— Selected passage —

◇ ◇ ◇ ◇ ◇ ◇ ◇

In relation to the subscribing for newspapers by members of the Legislative Assembly, I have the honor to transmit the following letter. The sum named as the maximum expenditure for newspapers, one hundred and fifty dollars, will, when divided among the forty-eight members and two Chief Clerks of the Legislative Assembly, give three dollars to each person, and for that amount only shall I be responsible to publishers:
J. Sterling Morton, Esq., Secretary of the Territory,
Omaha City, Nebraska. Sir-In your letter of the 24th ultimo, you inquire as to the propriety of furnishing newspapers, at the expense of the government, to the members of the Legislative Assembly. There appears to be but one reason why such an expense should be borne by the United States, in common with the other expenses attending the Legislative Assembly, and it is this: The representatives of the people should be kept advised of public opinion in the Territory as to their acts, and this is effected through the medium of the newspapers. An economical expenditure on this account has always been recognized by the accounting officers, and will be in the case of your Legislature. An expenditure to the extent of from $125 to $150, has in general covered this item; at any rate, you are instructed not to go beyond that limit.

◇ ◇ ◇ ◇ ◇ ◇ ◇

— Data rows —
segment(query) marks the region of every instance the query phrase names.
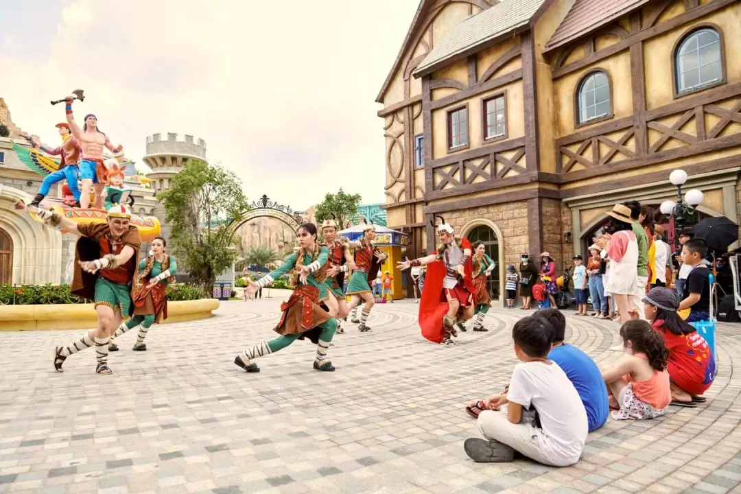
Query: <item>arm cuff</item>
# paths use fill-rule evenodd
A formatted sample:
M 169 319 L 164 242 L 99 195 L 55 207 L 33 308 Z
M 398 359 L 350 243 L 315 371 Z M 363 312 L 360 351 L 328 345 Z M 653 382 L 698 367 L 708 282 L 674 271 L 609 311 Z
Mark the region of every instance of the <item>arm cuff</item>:
M 274 280 L 273 279 L 272 276 L 270 276 L 270 275 L 265 275 L 260 279 L 257 280 L 256 283 L 257 286 L 259 287 L 260 288 L 265 288 L 268 285 L 271 284 L 273 281 Z

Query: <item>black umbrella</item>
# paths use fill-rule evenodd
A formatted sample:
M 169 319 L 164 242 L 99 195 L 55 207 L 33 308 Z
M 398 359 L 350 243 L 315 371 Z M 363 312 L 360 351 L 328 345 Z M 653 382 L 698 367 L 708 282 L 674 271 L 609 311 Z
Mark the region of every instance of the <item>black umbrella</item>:
M 705 218 L 692 227 L 696 238 L 708 242 L 710 252 L 725 253 L 739 239 L 738 225 L 725 216 Z

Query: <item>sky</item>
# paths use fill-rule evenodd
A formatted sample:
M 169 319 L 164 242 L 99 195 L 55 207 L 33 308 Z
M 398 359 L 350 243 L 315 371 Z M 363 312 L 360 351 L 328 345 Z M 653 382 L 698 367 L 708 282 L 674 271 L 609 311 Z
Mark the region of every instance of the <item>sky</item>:
M 207 7 L 204 7 L 207 5 Z M 77 88 L 113 144 L 185 134 L 250 201 L 295 210 L 340 187 L 385 202 L 375 102 L 419 0 L 0 0 L 0 97 L 56 145 Z

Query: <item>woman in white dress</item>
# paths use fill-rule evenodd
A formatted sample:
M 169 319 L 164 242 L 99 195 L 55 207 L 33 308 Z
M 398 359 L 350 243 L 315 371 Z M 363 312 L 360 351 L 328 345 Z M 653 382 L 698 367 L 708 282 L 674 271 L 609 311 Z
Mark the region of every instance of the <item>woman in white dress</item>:
M 605 291 L 611 293 L 617 305 L 620 321 L 630 321 L 633 293 L 638 282 L 638 242 L 633 233 L 631 210 L 622 204 L 615 204 L 607 215 L 612 219 L 611 235 L 602 235 L 597 244 L 607 250 L 610 259 L 610 275 Z

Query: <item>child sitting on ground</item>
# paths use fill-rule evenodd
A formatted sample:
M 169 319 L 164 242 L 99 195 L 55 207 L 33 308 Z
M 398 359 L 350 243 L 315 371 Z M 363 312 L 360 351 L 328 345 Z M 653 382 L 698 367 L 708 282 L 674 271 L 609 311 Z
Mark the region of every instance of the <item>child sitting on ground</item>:
M 713 384 L 715 359 L 705 338 L 677 313 L 679 301 L 671 290 L 652 288 L 643 299 L 644 316 L 664 337 L 669 350 L 667 370 L 671 404 L 695 407 Z
M 479 431 L 486 440 L 466 439 L 465 453 L 474 461 L 511 461 L 516 450 L 543 464 L 572 465 L 584 450 L 587 413 L 566 374 L 548 359 L 551 329 L 540 318 L 526 317 L 515 323 L 512 338 L 522 362 L 505 395 L 496 398 L 498 410 L 479 415 Z
M 602 369 L 610 407 L 615 410 L 612 418 L 639 420 L 664 415 L 671 401 L 664 338 L 647 321 L 637 319 L 622 324 L 620 337 L 625 355 Z

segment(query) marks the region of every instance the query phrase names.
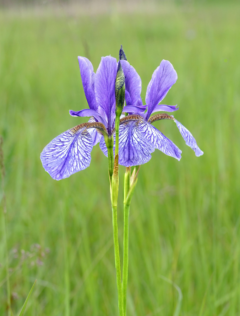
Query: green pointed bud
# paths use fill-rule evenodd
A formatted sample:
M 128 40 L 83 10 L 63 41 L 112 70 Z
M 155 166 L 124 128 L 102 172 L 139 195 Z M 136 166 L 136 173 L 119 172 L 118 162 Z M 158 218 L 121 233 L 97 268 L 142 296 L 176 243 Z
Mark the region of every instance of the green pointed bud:
M 121 48 L 119 51 L 119 60 L 126 60 L 127 57 L 124 53 L 124 51 L 123 49 L 123 45 L 121 45 Z
M 116 116 L 120 117 L 124 106 L 125 99 L 125 77 L 119 60 L 115 82 Z

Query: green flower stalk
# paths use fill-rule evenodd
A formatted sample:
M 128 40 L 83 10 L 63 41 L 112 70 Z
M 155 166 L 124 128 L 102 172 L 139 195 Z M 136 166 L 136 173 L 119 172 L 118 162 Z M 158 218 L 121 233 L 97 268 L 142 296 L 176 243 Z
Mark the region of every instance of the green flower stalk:
M 123 297 L 122 285 L 121 282 L 121 269 L 119 254 L 117 228 L 117 198 L 118 195 L 118 143 L 119 139 L 119 125 L 120 117 L 122 114 L 124 106 L 125 98 L 125 78 L 119 60 L 117 70 L 115 84 L 115 97 L 116 102 L 115 120 L 116 142 L 115 145 L 115 158 L 114 158 L 112 177 L 111 183 L 111 170 L 109 170 L 111 191 L 111 194 L 112 210 L 112 225 L 113 230 L 115 265 L 117 275 L 117 283 L 118 297 L 118 309 L 120 316 L 123 316 Z M 106 143 L 106 142 L 105 142 Z M 112 142 L 112 143 L 113 142 Z M 106 144 L 106 145 L 107 144 Z M 111 149 L 110 149 L 111 148 Z M 112 152 L 113 153 L 113 146 L 108 147 L 109 165 L 111 165 Z M 110 152 L 111 153 L 110 153 Z
M 166 113 L 152 115 L 160 111 L 178 110 L 176 106 L 160 104 L 177 78 L 169 61 L 162 60 L 153 72 L 144 105 L 141 96 L 141 79 L 127 61 L 122 46 L 118 62 L 111 56 L 102 57 L 96 73 L 87 58 L 81 56 L 78 58 L 89 108 L 70 110 L 69 113 L 73 116 L 90 118 L 87 122 L 56 137 L 43 149 L 40 158 L 45 170 L 53 179 L 59 180 L 88 167 L 91 152 L 99 143 L 108 157 L 119 315 L 126 316 L 129 211 L 139 166 L 149 161 L 156 149 L 178 161 L 181 158 L 181 150 L 152 124 L 159 120 L 173 121 L 196 155 L 203 153 L 191 133 L 173 115 Z M 119 163 L 126 167 L 122 282 L 117 227 Z M 133 168 L 131 175 L 131 167 Z
M 124 316 L 127 309 L 127 290 L 128 276 L 129 222 L 129 210 L 135 187 L 137 181 L 137 176 L 140 166 L 135 167 L 132 175 L 131 168 L 126 167 L 123 183 L 123 297 Z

◇ ◇ ◇ ◇ ◇ ◇ ◇

— Your task —
In the newspaper letter, how much does each member and Chief Clerk of the Legislative Assembly get when the maximum newspaper expenditure is divided among them? The items have nothing to do with the newspaper letter.

— Output below —
Three dollars each.